= Dataset entries =
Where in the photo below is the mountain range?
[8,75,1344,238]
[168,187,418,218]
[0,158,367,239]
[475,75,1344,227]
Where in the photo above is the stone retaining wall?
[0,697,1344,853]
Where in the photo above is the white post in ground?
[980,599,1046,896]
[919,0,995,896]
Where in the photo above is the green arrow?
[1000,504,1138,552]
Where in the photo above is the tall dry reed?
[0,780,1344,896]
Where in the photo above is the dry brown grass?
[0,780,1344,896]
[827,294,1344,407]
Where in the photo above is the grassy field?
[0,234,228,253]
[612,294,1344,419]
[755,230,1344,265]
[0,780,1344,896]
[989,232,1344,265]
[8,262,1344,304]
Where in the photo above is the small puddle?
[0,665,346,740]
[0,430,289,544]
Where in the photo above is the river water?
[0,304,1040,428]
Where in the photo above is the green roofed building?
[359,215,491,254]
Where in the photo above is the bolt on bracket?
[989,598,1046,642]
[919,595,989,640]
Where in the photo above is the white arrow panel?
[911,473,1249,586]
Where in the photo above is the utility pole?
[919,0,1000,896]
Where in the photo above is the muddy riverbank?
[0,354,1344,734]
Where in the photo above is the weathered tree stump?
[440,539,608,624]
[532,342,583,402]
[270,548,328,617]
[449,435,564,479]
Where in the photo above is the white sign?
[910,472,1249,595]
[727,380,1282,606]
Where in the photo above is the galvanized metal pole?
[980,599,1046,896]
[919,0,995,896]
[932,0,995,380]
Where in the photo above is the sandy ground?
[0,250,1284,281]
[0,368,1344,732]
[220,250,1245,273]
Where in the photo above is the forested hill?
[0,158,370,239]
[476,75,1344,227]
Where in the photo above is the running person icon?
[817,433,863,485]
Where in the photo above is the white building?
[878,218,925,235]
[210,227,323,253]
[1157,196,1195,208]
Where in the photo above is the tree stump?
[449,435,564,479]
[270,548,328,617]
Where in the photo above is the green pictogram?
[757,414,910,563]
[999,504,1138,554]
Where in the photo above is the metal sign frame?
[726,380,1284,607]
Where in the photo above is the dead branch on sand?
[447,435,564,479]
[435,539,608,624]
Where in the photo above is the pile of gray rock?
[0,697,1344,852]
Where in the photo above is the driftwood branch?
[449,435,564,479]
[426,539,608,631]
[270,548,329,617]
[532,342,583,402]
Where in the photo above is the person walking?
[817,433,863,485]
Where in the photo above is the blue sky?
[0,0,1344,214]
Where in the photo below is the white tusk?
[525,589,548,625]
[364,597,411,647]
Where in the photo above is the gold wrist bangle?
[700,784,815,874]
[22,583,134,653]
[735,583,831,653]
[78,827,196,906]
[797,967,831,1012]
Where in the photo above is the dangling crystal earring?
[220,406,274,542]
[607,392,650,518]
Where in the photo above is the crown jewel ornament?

= What to produce =
Edit all of the data above by replacing "utility pole" with "telephone pole" and keeping every other line unchanged.

= Result of the exercise =
Where in the photo below is the mountain range?
[8,75,1344,238]
[168,187,418,218]
[0,158,367,239]
[475,75,1344,227]
Where in the photo above is the stone retaining wall?
[0,697,1344,853]
Where in the photo above is the white post in ground?
[980,599,1046,896]
[919,0,995,896]
Where in the photo above is the green arrow?
[1000,504,1138,552]
Where in the photo above is the tall dry reed?
[0,780,1344,896]
Where in the photo above is the dry brown grass?
[0,780,1344,896]
[827,294,1344,407]
Where in the photo above is the grassy field?
[0,234,228,253]
[612,294,1344,419]
[755,230,1344,265]
[0,780,1344,896]
[989,232,1344,265]
[8,262,1344,304]
Where in the photo above is the small puddle?
[0,665,346,740]
[0,430,289,544]
Where in the photo above is the river water?
[0,304,1040,428]
Where in the photo above is the green roofed building?
[359,215,491,254]
Where in the photo above is the bolt on bracket?
[989,598,1046,642]
[919,595,989,640]
Where in the photo above is the white arrow panel?
[911,473,1249,586]
Where in the photo above is the telephone pole?
[919,0,1000,896]
Where in the photo above is the muddy riverbank?
[0,354,1344,734]
Where in the photo above is the weathered tree stump?
[440,539,608,624]
[532,342,583,402]
[270,548,328,617]
[449,435,564,479]
Where in the photo above is the white sign?
[910,472,1249,595]
[727,380,1282,606]
Where in the photo above is the galvanized metal pole?
[980,599,1046,896]
[919,0,995,896]
[932,0,995,380]
Where in the photo above is the sandy ground?
[0,250,1284,281]
[0,368,1344,732]
[220,250,1245,273]
Where in the photo above is the forested hill?
[0,158,370,239]
[476,75,1344,227]
Where in the photo above is the running person icon?
[817,433,863,485]
Where in the photo above is the white building?
[878,218,925,235]
[210,227,323,253]
[1157,196,1195,208]
Where in the photo above is the tree stump?
[449,435,564,479]
[270,548,328,617]
Where in the photo above is the green pictogram?
[757,414,910,563]
[999,504,1138,554]
Where in the photo above is the metal sign frame?
[726,380,1284,607]
Where in the photo above is the dead branch on sand?
[447,435,564,479]
[435,539,608,624]
Where in the photo above is the pile of gray rock?
[0,697,1344,852]
Where in the photo above is the driftwood branch?
[449,435,564,479]
[426,539,608,631]
[270,548,329,617]
[532,342,583,402]
Where in the photo above is the person walking?
[817,433,863,485]
Where in the photo above is the blue sky?
[0,0,1344,214]
Where in the photo below is the white tusk?
[525,589,548,625]
[364,597,411,647]
Where in the photo above is the gold wrist bangle?
[700,784,815,874]
[22,583,134,653]
[735,583,831,653]
[78,827,196,906]
[797,967,831,1012]
Where in the photo above is the dangling crystal earring?
[220,406,274,542]
[607,392,650,518]
Where in the photo above is the crown jewel ornament?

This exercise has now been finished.